» **WHAT YOU HAVE TO DO**: Take each line in the entries below that holds "baseboard" and show it.

[Image point grounding data]

#####

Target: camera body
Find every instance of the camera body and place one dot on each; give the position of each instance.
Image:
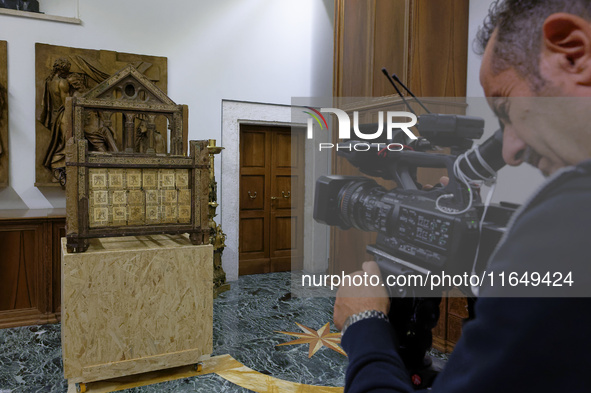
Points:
(413, 235)
(420, 231)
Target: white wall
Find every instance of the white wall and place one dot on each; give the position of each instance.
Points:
(514, 184)
(251, 50)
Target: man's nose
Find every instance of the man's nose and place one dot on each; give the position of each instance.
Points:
(513, 148)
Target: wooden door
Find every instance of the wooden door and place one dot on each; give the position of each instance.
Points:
(271, 199)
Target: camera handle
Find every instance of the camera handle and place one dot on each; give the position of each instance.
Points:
(405, 164)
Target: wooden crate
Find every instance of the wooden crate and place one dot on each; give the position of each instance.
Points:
(135, 304)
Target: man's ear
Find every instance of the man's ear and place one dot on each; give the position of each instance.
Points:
(567, 45)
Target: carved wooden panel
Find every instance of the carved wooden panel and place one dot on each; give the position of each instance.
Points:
(3, 115)
(127, 191)
(55, 80)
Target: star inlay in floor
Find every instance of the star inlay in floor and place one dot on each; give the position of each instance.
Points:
(316, 338)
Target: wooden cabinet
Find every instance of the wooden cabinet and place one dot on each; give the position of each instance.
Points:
(30, 266)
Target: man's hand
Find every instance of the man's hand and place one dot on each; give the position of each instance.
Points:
(355, 299)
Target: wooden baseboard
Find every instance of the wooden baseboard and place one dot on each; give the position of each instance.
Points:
(26, 317)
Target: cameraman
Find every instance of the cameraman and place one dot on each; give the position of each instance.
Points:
(532, 49)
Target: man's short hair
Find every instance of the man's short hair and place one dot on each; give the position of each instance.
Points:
(519, 33)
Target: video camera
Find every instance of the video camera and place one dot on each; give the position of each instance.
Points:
(420, 231)
(443, 229)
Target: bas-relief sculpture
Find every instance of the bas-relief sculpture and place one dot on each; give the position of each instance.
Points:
(63, 72)
(130, 182)
(3, 115)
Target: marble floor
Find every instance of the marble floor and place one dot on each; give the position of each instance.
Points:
(247, 325)
(247, 319)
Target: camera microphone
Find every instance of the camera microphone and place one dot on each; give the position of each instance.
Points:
(482, 162)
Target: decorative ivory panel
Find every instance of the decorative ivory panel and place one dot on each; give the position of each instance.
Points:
(120, 197)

#####

» **ANSWER AREA**:
Target: wooden baseboard
Find every instance of the wooden baseboard and place one dot on each; give the position of each instance.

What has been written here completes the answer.